_REQUIRED WORK_
Convert each line of the items below into a Markdown table with the columns Row and Text, numbering the rows and leaving out any blank lines. Omit the pictures from the table.

_RECORDS_
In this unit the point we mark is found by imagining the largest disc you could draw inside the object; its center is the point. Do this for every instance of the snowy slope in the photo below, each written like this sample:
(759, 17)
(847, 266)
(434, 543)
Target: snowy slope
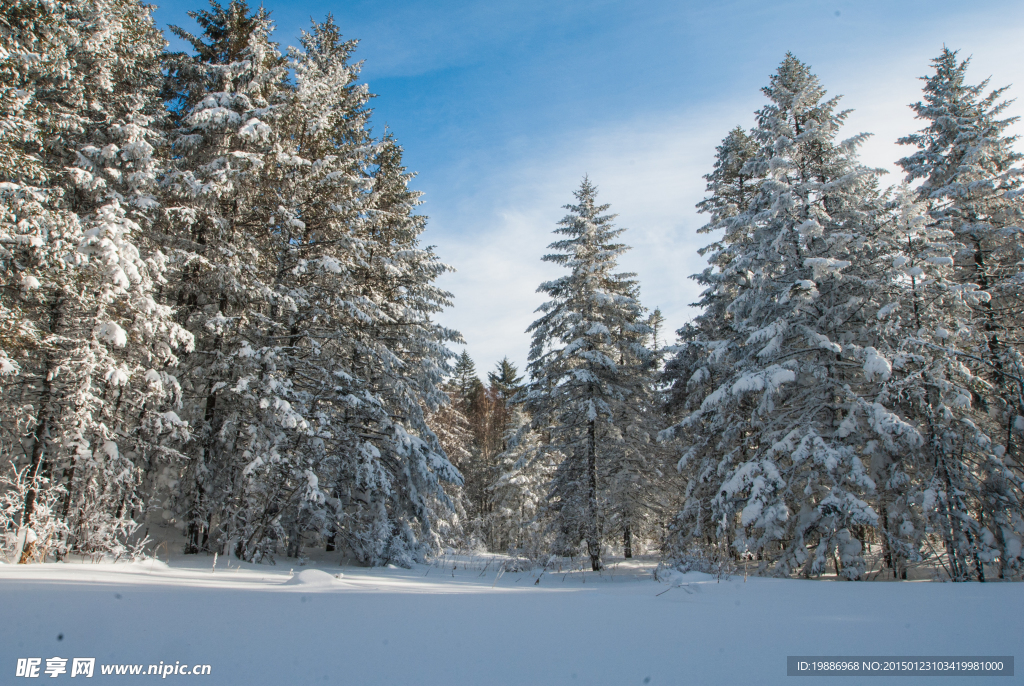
(443, 626)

_ANSWER TO THIS TASK_
| Row | Text |
|---|---|
| 1 | In this unit the point we mark is found by imagining the largest disc you could draw inside the object; its center is the point. Do this for every instance of the snowy slope in the photo below, each written like this sample: |
| 2 | (759, 17) |
| 3 | (847, 266) |
| 4 | (434, 543) |
| 5 | Target: snowy slope |
| 6 | (443, 626) |